>> Start RAW RECORDS

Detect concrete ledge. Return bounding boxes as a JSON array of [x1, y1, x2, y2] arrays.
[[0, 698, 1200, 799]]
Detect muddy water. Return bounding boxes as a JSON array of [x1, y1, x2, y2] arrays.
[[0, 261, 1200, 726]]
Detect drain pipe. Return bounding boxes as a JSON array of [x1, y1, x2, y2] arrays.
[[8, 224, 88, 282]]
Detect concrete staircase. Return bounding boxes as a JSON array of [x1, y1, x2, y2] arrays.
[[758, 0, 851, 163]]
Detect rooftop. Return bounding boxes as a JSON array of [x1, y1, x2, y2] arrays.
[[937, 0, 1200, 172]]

>> End RAW RECORDS

TASK STATEMENT
Please recast the data, everything from the line containing "Detect drain pipe." down to the end, as a two-column CSV with the headers input and output. Each row should hold one line of text and the answer that follows it, each in a single quoted field with any line breaks replaced by spaces.

COMPLETED TASK
input,output
"Detect drain pipe. Return bounding boxes as a JSON array of [x1, y1, x2, y2] arrays.","[[8, 224, 88, 282]]"
"Detect concrete staircase. Return bounding boxes as a JSON array of [x1, y1, x2, y2] arrays.","[[758, 0, 851, 163]]"
"Detect rooftop. Return bounding boxes as a JSON array of [x1, y1, x2, y2] arrays.","[[937, 0, 1200, 172]]"